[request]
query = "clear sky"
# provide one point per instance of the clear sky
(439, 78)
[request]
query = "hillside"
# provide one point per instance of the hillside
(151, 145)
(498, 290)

────

[Instructions for the task] Rewrite every line of the data above, multiplying each point coordinate by 1.3 and rounding it to a whole number (halves round up). Leave all other lines unchanged.

[Solution for this exercise]
[request]
query = "clear sky"
# provide one point per instance of the clear sky
(571, 101)
[request]
query = "hillside"
# provide one point per instance of the hillside
(196, 189)
(647, 377)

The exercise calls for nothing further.